- _GOAL A_
In the article on the AP's automated minor league coverage, rewrite the paragraph beginning "Dorfman was a prep-school teacher" as a short list that keeps its main facts.
- _GOAL B_
Do these statements agree with the article on the AP's automated minor league coverage? (i) The AP laid off human reporters after its deals with Advanced Insights. (ii) The minor league schedule takes in 142 ball clubs across 13 leagues. (iii) Roy Smalley played shortstop for the Minnesota Twins. Answer yes or no for each, and quote the deciding words.
- _GOAL C_
Take the article on the AP's automated minor league coverage further, continuing it from its final sentence.

- _TEXT EXTRACT_
+ + +
Last week the Associated Press announced that it will begin using automated writing for its coverage of minor league baseball. The AP has reported minor league game recaps before, but didn’t have enough manpower for the full schedule, which comprises 142 ball clubs across 13 leagues. But now, feeding MLB Advanced Media’s data through Advanced Insights software, the wire service will have a handle on more than 10,000 minor league games.
Predictably, there’s some concern that this might mark the end of sportswriting as we know it. Red Smith must be rolling over in his grave! But AP says it hasn’t fired any human reporters as a result of its deals with Advanced Insights. The purpose, it seems, is to provide lots of content for online media, especially MiLB.com, the official website of minor league baseball. It presumably will also offer easier access to reams of information for armchair general managers who want to make the case that shortstop X from the Single-A South Atlantic League should’ve been bumped up to the big leagues after the all-star break instead of infielder Y from the Triple-A International League.
I think it’s pretty clear by now that more information and more statistics have made baseball an even better game, and the AP’s decision to call on robots for minor league games is part of that general trend. Still, I can’t help but wonder what Harvey Dorfman would’ve thought.
Dorfman was a prep-school teacher in Vermont and a sports columnist for the local paper who wrote on the local minor league franchise. One of the stars of the club was future big leaguer Roy Smalley, who later introduced Dorfman to the coaching staff of the Minnesota Twins, for whom Smalley was then playing shortstop. Thus began one of the most interesting careers in organized baseball, as Dorfman went on to win two World Series rings as a baseball psychologist, shrinking—or rather expanding, as Harvey used to say—some of the game’s all-time greats, like Greg Maddux.
+ + +
- _EXCERPTED RECORDS_
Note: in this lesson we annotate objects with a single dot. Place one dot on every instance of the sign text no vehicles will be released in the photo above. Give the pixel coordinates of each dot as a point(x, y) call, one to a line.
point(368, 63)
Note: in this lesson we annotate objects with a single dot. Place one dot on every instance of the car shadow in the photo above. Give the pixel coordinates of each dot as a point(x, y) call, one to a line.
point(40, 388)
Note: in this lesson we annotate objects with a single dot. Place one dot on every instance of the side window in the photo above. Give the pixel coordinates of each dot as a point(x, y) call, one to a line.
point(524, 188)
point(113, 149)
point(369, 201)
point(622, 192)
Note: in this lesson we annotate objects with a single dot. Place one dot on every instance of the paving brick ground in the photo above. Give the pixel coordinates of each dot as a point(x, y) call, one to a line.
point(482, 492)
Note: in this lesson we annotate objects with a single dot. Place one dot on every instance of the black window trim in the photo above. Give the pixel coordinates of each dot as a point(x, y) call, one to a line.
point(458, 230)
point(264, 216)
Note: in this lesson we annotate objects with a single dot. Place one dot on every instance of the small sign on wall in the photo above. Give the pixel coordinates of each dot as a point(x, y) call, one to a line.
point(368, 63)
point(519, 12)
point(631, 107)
+ + +
- _OUTPUT A_
- Dorfman taught at a prep school in Vermont and wrote a sports column for the local paper about the local minor league club.
- Roy Smalley, a star of that club who later reached the majors, introduced him to the coaching staff of the Minnesota Twins, where Smalley was then playing shortstop.
- This started Dorfman's career as a baseball psychologist. He won two World Series rings and worked with all-time greats such as Greg Maddux.

- _OUTPUT B_
(i) No: "AP says it hasn’t fired any human reporters as a result of its deals with Advanced Insights."
(ii) Yes: "which comprises 142 ball clubs across 13 leagues"
(iii) Yes: "the Minnesota Twins, for whom Smalley was then playing shortstop"

- _OUTPUT C_
Could a Harvey Dorfman ever have emerged in the age of robot journalists? It’s true that what they do wouldn’t have affected him as columnist. The AP understands that its program cannot judge the rightness of plays or assess the gifts of particular athletes. Rather, it simply replicates and fills in a well-established template, the baseball recap. I applied for one of those jobs once, without success. What makes it sound easy is what in reality makes it very hard. First, whoever is going to read a recap knows a good deal about baseball and what the baseball recap is supposed to read like, so you’re writing for a very selective and knowledgeable audience, as well as one that has a very sophisticated understanding of the literary form you’re working in. It’s like writing haikus for millions of haiku fanatics. The amount of facts that have to be assimilated with an eye to concision makes the formula nearly mathematical. And that’s why the robots can pull it off. They’re putting words to a box score, not the music, which is what good beat writers do. But before the beat writers or the columnists can riff, they have to learn the form of that kind of reported story, the recap. Why? Because everything in the world that truly matters is about form.
Yes, jobs matter, too, and there can be little doubt that at some point the AP will lay off writers, as will other news organizations, and replace them with robots to cover events that can be quantified—big league ballgames aren’t going to be harder for robots to report than minor league contests. Death by information technology is the ugly secret of the 2016 presidential campaigns of resentment, Trump’s and Sanders’s. Jobs aren’t moving to Mexico or China. Jobs are simply disappearing because of advances in IT. Which means free college degrees in social justice studies aren’t going to change the fundamental equation. Everything that has made the life of the American middle class better the last few decades, everything we like about having Amazon, say, deliver right to our homes because it’s cheaper and more convenient, is also eliminating an entire class of jobs. The tragedy is not that the middle class is conveniencing itself out of existence, but that there is no going back.
Some of these lost jobs are managerial, but journalism is more like a trade. It was never exactly a mechanical profession like the typesetting my great-grandfather Gus did at the New York Daily News, but there were certain aspects of it that were largely technical, skills that were prized because they represented experience and judgment. I remember how a former boss used to laugh talking about an editor who would black out the ledes in his subordinates’ typewritten copy and pencil in exactly what they’d written just to take credit for being a sharp editor who knew his job and how to keep his charges in line. It was rotten and obnoxious, but it was still evidence that he, like everyone else, understood the fundamental form that journalism was supposed to take.
Information technology affected journalism as a trade long before robot reporters came along. Newspapers took a hit for lots of reasons. Here’s one: Department stores stopped taking out big ad buys because consumers started shopping online. (In a sense, Jeff Bezos tanked the newspaper he now owns.) Papers closed or trimmed their sails, shutting down more of the expensive journalistic enterprises, which is always reporting.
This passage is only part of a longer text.